### PROBLEM TO WORK ON
Render each line of the entries below as a numbered list, leaving out any blank lines.

###

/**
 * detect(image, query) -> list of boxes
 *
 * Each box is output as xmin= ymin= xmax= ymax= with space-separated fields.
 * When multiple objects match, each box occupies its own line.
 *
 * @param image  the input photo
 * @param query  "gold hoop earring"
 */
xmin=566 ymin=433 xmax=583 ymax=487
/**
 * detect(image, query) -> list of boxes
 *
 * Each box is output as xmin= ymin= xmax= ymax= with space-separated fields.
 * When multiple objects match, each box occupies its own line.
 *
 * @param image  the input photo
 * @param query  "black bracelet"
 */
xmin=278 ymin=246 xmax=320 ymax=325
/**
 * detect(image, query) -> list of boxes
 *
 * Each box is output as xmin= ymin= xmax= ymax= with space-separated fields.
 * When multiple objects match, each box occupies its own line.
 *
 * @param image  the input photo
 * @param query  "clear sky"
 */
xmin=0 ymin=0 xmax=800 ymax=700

###

### EXERCISE ANSWER
1. /**
2.  * detect(image, query) -> list of boxes
3.  *
4.  * Each box is output as xmin= ymin= xmax= ymax= with space-separated fields.
5.  * When multiple objects match, each box occupies its own line.
6.  *
7.  * @param image  the input photo
8.  * @param query  "gold hoop earring"
9.  */
10. xmin=566 ymin=433 xmax=583 ymax=487
11. /**
12.  * detect(image, query) -> list of boxes
13.  *
14.  * Each box is output as xmin= ymin= xmax= ymax= with space-separated fields.
15.  * When multiple objects match, each box occupies its own line.
16.  *
17.  * @param image  the input photo
18.  * @param query  "black bracelet"
19.  */
20. xmin=278 ymin=246 xmax=320 ymax=325
21. /**
22.  * detect(image, query) -> list of boxes
23.  *
24.  * Each box is output as xmin= ymin= xmax= ymax= with space-separated fields.
25.  * When multiple objects match, each box occupies its own line.
26.  *
27.  * @param image  the input photo
28.  * @param query  "clear sky"
29.  */
30. xmin=0 ymin=0 xmax=800 ymax=700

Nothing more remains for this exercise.